Harald Braun zieht im August 2003 von Hamburg weg alleine aufs Land. Sein neues Daheim liegt rund 35 km vor der Stadt in einem 5000-Seelen-Ort, auf dessen weitläufigem Gemeindegebiet die Einwohner weit verstreut leben in Häusern und Höfen zwischen viel Wiesen und Wald. Seine Freundin hatte ihn vor der Umsetzung der – oder besser seiner – Umzugspläne verlassen. Und so fühlt sich das neue Leben in der Provinz zunächst einmal völlig falsch an und die geheimen Träume vom romantischen Landleben zu zweit stellen sich im Nachhinein als reichlich absurd heraus. Die melancholischen Gedanken werden aber ziemlich erfolgreich verdrängt, indem die Zeit auf dem Land auf ein Minimum beschränkt wird. Für längere Zeit dient der neue Wohnsitz (wenn überhaupt) vorwiegend als Schlafstätte, die am Morgen Richtung Grossstadt verlassen wird, und in die der Hausherr erst nach Einbruch der Dunkelheit wieder heimkehrt.
Im ersten Teil des Taschenbuches liest man aber zunächst, wie überhaupt der Wunsch nach einem Häuschen auf dem Land aufkam, die Suche nach einem solchen, dem Kauf, dem Umbau und natürlich über den Schlussstrich unter die langjährige Beziehung zu seiner im Buch Anna genannten Partnerin. In der (vom Autor so bezeichneten) Pampa entpuppt sich bereits die klosterähnliche Stille als gewöhnungsbedürftig. Etwas Leben in die Bude bringt die Katze, die mitsamt dem Kaufvertrag übernommen worden ist.

-=-=-=-=-

Aufgaben:
A - Schreibe aus der Buchbesprechung über Harald Brauns Umzug aufs Land den Abschnitt von „Im ersten Teil“ bis „übernommen worden ist.“ wortgetreu ab.
B - Nenne alle Themen, über die man laut der Buchbesprechung über Harald Brauns Umzug aufs Land im ersten Teil des Taschenbuches liest.
C - Führe die Buchbesprechung über Harald Brauns Umzug aufs Land nach ihrem letzten Satz weiter.

-=-=-=-=-

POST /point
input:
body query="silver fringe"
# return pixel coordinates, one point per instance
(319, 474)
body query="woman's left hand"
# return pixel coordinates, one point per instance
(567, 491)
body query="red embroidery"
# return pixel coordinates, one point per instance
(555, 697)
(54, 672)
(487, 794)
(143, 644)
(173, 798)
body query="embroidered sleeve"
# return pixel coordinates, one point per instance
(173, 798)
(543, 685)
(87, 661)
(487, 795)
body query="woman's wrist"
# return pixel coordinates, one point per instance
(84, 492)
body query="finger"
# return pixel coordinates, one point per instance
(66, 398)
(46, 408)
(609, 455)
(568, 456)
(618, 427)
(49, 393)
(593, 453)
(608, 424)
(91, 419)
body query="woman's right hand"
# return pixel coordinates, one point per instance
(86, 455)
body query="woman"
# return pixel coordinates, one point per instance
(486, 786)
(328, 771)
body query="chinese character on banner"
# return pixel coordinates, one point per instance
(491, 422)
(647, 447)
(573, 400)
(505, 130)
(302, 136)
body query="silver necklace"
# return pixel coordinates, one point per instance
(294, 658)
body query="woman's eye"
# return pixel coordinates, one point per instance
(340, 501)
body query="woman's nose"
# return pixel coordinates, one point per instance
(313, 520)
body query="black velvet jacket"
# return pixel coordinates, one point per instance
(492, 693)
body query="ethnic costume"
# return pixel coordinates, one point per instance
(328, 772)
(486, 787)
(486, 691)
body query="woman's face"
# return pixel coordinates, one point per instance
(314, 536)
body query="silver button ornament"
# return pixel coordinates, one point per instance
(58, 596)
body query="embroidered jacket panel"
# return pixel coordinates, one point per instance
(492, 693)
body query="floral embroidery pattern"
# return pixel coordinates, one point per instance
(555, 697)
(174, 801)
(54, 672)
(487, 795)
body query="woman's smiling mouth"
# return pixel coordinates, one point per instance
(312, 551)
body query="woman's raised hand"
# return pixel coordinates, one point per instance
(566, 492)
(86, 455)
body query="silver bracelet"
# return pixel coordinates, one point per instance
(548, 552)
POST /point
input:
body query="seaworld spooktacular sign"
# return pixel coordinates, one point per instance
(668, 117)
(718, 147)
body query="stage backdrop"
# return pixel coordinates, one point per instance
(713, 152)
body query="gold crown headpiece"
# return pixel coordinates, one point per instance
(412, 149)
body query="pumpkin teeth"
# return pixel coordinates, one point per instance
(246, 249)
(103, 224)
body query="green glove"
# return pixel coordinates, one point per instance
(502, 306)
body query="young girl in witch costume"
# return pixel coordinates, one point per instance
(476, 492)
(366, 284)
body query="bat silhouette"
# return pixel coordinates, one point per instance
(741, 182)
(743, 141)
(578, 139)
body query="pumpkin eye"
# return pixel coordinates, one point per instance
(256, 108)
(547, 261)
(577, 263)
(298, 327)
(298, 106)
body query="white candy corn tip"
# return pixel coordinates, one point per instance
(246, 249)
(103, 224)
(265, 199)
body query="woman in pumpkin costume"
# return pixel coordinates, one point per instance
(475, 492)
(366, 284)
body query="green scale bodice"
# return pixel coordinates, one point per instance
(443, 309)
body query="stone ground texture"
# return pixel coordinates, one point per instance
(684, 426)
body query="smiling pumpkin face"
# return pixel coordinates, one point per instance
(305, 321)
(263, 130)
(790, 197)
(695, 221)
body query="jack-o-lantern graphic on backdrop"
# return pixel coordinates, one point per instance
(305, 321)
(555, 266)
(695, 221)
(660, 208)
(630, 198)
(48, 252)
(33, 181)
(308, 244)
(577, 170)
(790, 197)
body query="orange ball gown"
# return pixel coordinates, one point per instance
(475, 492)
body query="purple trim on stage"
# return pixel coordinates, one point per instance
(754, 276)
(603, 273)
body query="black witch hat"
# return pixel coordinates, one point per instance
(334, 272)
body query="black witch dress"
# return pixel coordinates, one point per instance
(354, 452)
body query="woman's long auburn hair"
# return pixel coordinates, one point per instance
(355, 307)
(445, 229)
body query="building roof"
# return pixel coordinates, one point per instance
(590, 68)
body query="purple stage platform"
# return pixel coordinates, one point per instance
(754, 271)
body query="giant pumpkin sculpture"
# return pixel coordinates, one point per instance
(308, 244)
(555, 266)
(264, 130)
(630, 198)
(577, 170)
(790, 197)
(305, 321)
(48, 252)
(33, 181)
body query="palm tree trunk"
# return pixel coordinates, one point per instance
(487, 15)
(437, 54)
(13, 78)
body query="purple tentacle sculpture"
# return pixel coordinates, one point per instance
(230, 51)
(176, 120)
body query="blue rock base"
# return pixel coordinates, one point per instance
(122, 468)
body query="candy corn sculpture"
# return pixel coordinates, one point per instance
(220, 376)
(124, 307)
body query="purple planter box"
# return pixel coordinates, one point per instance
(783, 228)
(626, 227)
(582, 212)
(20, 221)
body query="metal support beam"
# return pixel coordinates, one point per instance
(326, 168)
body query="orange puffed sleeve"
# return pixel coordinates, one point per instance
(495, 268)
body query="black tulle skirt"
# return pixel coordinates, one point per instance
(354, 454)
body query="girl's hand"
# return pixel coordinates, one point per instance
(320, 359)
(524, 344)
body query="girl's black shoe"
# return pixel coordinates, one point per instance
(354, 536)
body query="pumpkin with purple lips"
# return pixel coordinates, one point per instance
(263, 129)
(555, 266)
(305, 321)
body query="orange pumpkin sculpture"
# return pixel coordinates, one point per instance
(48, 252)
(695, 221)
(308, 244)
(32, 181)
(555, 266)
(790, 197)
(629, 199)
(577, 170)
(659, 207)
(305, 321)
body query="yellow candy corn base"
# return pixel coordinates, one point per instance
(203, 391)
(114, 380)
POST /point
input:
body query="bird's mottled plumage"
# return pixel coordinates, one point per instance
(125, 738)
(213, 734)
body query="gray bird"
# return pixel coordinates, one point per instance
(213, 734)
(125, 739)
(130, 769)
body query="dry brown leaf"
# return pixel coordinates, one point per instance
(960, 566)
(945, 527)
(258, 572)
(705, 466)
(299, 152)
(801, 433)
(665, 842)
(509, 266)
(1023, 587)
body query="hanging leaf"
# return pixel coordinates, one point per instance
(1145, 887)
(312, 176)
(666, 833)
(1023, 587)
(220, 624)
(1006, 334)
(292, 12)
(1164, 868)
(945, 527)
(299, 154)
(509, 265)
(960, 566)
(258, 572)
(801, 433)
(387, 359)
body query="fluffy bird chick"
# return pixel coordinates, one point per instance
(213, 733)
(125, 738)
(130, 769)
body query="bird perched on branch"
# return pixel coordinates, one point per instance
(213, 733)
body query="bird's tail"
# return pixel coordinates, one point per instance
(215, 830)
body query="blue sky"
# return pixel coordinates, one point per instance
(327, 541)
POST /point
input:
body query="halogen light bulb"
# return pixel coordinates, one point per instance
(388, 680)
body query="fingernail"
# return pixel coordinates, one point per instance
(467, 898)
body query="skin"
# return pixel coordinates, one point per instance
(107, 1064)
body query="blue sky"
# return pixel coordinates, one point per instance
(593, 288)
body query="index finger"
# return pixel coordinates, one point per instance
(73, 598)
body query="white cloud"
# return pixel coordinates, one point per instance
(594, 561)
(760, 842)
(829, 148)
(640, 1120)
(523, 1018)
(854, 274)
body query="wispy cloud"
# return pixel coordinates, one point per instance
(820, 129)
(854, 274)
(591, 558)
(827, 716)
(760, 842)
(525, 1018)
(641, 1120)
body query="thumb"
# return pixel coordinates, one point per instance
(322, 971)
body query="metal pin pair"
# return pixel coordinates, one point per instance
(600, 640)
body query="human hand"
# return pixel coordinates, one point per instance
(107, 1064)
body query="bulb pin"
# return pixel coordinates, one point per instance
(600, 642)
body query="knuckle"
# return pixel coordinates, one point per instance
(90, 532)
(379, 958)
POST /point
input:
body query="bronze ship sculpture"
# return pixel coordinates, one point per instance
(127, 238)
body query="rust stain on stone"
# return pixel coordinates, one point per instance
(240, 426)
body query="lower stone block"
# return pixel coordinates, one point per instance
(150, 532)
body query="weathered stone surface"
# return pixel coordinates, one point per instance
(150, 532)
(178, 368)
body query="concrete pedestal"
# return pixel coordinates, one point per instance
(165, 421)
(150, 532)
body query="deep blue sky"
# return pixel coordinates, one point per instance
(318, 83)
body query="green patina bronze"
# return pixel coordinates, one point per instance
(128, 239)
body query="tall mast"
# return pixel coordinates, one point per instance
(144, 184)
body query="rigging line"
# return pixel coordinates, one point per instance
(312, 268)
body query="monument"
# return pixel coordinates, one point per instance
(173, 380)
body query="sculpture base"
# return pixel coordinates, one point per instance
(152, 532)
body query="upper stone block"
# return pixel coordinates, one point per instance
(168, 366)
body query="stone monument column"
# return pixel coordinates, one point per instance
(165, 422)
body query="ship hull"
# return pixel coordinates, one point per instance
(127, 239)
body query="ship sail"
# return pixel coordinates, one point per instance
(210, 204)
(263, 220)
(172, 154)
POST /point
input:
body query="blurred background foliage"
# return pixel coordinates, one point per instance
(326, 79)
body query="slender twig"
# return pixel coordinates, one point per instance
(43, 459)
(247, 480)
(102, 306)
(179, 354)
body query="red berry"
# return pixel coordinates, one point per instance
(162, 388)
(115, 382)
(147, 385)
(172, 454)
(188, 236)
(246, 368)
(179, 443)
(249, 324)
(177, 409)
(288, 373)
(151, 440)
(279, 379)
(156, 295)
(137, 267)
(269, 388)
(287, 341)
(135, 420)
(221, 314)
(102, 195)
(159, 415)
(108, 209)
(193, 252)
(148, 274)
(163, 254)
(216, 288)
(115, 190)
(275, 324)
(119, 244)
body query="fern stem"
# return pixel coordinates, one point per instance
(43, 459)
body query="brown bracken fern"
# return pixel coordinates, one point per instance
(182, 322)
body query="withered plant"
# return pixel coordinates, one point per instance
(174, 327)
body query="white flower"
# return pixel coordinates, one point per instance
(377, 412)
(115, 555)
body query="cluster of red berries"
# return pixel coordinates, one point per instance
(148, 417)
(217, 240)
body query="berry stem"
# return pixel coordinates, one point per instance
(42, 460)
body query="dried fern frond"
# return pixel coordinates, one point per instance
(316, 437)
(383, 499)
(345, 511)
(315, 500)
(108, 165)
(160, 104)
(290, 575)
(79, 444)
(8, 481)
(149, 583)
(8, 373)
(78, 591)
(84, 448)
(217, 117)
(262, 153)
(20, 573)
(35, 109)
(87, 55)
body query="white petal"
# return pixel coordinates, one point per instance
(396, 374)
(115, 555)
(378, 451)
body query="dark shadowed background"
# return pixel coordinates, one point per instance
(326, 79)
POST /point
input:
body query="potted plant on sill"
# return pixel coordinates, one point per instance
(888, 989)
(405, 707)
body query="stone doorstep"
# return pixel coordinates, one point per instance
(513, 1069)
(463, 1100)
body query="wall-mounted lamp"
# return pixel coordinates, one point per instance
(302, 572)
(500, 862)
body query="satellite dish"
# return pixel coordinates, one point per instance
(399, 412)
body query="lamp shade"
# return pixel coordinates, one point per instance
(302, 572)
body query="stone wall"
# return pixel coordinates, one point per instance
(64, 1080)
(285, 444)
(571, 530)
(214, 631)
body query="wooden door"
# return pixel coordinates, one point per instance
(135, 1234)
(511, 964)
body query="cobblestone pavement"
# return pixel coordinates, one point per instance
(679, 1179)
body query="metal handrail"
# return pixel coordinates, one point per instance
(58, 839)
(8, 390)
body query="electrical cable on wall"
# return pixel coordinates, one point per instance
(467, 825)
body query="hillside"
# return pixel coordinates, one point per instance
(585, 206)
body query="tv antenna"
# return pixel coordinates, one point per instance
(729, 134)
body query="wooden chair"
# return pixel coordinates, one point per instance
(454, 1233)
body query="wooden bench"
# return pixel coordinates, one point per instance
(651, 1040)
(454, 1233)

-=-=-=-=-

Lösungen:
A -
Im ersten Teil des Taschenbuches liest man aber zunächst, wie überhaupt der Wunsch nach einem Häuschen auf dem Land aufkam, die Suche nach einem solchen, dem Kauf, dem Umbau und natürlich über den Schlussstrich unter die langjährige Beziehung zu seiner im Buch Anna genannten Partnerin. In der (vom Autor so bezeichneten) Pampa entpuppt sich bereits die klosterähnliche Stille als gewöhnungsbedürftig. Etwas Leben in die Bude bringt die Katze, die mitsamt dem Kaufvertrag übernommen worden ist.

B -
- der Wunsch nach einem Häuschen auf dem Land
- die Suche nach einem solchen Häuschen
- der Kauf
- der Umbau
- der Schlussstrich unter die langjährige Beziehung zu seiner Partnerin Anna

C -
Aus einem extrem ausgeprägten Kopfmensch mit zwei linken Händen wird auch auf einem Resthof zwischen Wiesen und Weiden nicht automatisch ein Profi-Handwerker, aber doch mehren sich mit der Zeit Erfolgserlebnisse in diese Richtung. So leistet der Hausherr als Handlanger bald brauchbare Dienste, nagelt Decken an die Schuppenwand und streicht den Gartenzaun.
Ein paar wenige Seiten in dieser selbstkritischen und –analytischen Lektüre, die einem vertieft an männlichen Gedankengängen teilhaben lässt, werden dem Garten rund ums Haus gewidmet, der von einem Gärtner betreut wird. Da geht’s um Erdbeeren und Schatten, Ananas in Schleswig-Holstein sowie Giersch und einmal ist die Rede von einem Baumschulist, der einen fast völlig zubetonierten Garten von rund 1’000 m2 sein eigen nennt, weil er privat keine Lust hat, Dreck unter den Fingernägeln zu produzieren.
Und ziemlich am Schluss des Buches erfährt die Leserin auch noch, was es mit dem perfekten Gummistiefelgefühl auf sich hat. Dazu gehören (Zitat aus dem Buch) „Wind, der einem um die Ohren bläst, Regen …“ – aber lesen Sie doch selber in diesem humorigen Buch nach. Dieses wird übrigens gerade remittiert. So hat es als Zufallsfund auf einem Ausverkaufstisch doch noch den Platz in meiner ewigen Wunschliste mit einem auf dem Bücherregal getauscht.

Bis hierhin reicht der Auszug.